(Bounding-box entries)
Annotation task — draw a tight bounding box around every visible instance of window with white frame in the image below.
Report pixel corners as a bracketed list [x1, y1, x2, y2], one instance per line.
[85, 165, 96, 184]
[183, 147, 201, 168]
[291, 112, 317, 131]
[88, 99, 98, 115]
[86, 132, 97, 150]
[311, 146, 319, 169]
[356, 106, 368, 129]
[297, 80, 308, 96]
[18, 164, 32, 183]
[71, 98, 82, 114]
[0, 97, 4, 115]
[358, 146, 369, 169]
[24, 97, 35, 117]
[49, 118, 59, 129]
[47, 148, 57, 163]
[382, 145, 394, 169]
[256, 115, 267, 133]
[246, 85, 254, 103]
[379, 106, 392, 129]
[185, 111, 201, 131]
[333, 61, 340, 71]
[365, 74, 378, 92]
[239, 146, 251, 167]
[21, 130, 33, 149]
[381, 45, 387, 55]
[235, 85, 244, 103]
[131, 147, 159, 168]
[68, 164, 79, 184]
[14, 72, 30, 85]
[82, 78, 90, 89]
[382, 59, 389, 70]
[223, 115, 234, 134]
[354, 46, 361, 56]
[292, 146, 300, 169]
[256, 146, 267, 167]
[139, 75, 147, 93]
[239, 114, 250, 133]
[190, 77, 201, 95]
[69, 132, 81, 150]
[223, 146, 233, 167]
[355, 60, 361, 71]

What to work on:
Rewrite the entries from the start through the line holding "[82, 78, 90, 89]", inclusive, swapping "white frame" for "black frame" and leaving everything else unchanged.

Reply:
Annotation task — draw a tight bounding box around every visible instance of window with black frame in the image below.
Report pixel corners as a bracketed list [x1, y1, x2, y2], one instance per line.
[85, 165, 96, 184]
[183, 147, 201, 168]
[291, 112, 317, 131]
[88, 99, 98, 115]
[86, 132, 97, 150]
[311, 146, 319, 169]
[356, 106, 368, 129]
[297, 80, 308, 96]
[18, 164, 32, 183]
[71, 98, 82, 114]
[0, 97, 4, 115]
[358, 146, 369, 169]
[24, 97, 35, 117]
[49, 118, 59, 129]
[47, 148, 57, 163]
[382, 145, 394, 169]
[256, 115, 267, 133]
[246, 85, 254, 103]
[379, 106, 392, 129]
[185, 111, 201, 131]
[333, 61, 340, 71]
[365, 74, 378, 92]
[239, 146, 251, 167]
[21, 130, 33, 149]
[381, 45, 387, 55]
[235, 85, 244, 103]
[131, 147, 159, 168]
[68, 164, 79, 184]
[14, 72, 30, 85]
[82, 78, 90, 89]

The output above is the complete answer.